--- START OF Stored data ---

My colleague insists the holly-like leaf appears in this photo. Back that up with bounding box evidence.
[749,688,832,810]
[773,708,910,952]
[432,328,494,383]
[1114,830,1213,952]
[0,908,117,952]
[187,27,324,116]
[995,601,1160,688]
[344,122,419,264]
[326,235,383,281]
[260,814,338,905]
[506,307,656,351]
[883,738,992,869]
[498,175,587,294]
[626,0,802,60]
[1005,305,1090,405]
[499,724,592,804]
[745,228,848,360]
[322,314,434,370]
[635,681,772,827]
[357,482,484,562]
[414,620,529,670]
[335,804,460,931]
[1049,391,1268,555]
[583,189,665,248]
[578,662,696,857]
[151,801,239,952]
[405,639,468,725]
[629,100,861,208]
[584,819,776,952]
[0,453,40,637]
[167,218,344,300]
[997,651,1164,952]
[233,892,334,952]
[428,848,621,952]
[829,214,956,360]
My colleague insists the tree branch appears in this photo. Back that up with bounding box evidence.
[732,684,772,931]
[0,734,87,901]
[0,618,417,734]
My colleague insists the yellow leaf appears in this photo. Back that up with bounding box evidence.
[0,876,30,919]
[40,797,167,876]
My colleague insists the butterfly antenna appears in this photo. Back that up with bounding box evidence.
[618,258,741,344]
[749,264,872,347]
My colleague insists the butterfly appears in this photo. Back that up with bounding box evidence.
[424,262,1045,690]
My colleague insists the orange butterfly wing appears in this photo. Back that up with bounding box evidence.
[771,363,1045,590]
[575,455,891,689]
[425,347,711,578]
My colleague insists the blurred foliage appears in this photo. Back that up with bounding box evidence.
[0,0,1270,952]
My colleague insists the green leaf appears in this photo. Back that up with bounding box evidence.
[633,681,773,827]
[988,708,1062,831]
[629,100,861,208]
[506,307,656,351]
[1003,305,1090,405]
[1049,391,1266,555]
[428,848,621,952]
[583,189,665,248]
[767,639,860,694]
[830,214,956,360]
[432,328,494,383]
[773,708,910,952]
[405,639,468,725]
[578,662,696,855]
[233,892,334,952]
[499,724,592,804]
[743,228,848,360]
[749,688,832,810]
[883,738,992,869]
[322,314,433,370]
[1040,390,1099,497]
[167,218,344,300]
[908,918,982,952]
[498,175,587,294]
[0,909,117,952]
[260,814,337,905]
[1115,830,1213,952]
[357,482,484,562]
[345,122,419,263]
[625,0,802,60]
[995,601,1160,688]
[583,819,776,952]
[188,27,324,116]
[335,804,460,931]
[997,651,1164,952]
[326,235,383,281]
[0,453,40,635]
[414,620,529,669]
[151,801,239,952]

--- END OF Stored data ---

> Problem statement:
Render the stretch of material above, from its first line through the line containing "[578,662,696,857]", as a numbered list with blank lines omitted.

> Expected output:
1. My colleague insists the holly-like leaf appears in this photo. Back that up with bounding box evidence.
2. [749,688,832,810]
3. [773,708,910,952]
4. [432,328,494,383]
5. [1114,830,1213,952]
6. [0,908,117,952]
7. [187,27,324,116]
8. [995,601,1160,688]
9. [344,122,419,264]
10. [326,235,383,281]
11. [260,814,338,905]
12. [506,307,656,351]
13. [883,738,992,869]
14. [498,175,587,294]
15. [626,0,802,60]
16. [1005,305,1090,405]
17. [499,724,592,804]
18. [745,228,848,360]
19. [322,314,434,370]
20. [635,681,772,827]
21. [357,482,484,562]
22. [414,620,529,670]
23. [335,804,460,931]
24. [1049,391,1268,555]
25. [583,189,665,248]
26. [578,662,696,857]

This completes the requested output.